=== Quoted passage ===

GSLP/Libs have accused the Gibraltar Government of having “politically mishandled the Mid Town development project from the outset.” In a statement to the Chronicle yesterday Opposition spokesman for development and planning Joseph Garcia, said that the manner in which the Government has dealt with this project “has raised a number of serious issues and exposed the shortcomings of their development and planning policy.”

Dr Garcia said that the Gibraltar Government’s involvement in the project as a majority shareholder means that as well as a share in any hypothetical future profit, “the taxpayer are also landed with the majority share of the risk involved.”

 

The Liberal Party leader continued: “The decision of the Government to consider becoming a majority shareholder in the development of the first phase of the Mid Town project will only serve to further compound the way in which this development has been politically mishandled from the very outset. It was bad enough that the land for the project was undervalued and undersold five years ago. It now adds insult to injury that the taxpayer, who has been short-changed by this project, should now have to bail out the development because bank finance is unavailable.

=== Study material ===

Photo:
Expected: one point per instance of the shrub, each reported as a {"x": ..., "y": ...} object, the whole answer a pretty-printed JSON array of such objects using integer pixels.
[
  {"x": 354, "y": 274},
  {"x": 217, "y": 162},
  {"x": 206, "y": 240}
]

===

● Activity list
**1.** In the Mid Town article, list each phrase used to refer to Joseph Garcia other than his full name.
**2.** Transcribe the Mid Town article from "The Liberal Party" to "finance is unavailable.".
The source data is separate material from the article.

● Written answers
**1.**
Opposition spokesman for development and planning
Dr Garcia
The Liberal Party leader

**2.**
The Liberal Party leader continued: “The decision of the Government to consider becoming a majority shareholder in the development of the first phase of the Mid Town project will only serve to further compound the way in which this development has been politically mishandled from the very outset. It was bad enough that the land for the project was undervalued and undersold five years ago. It now adds insult to injury that the taxpayer, who has been short-changed by this project, should now have to bail out the development because bank finance is unavailable.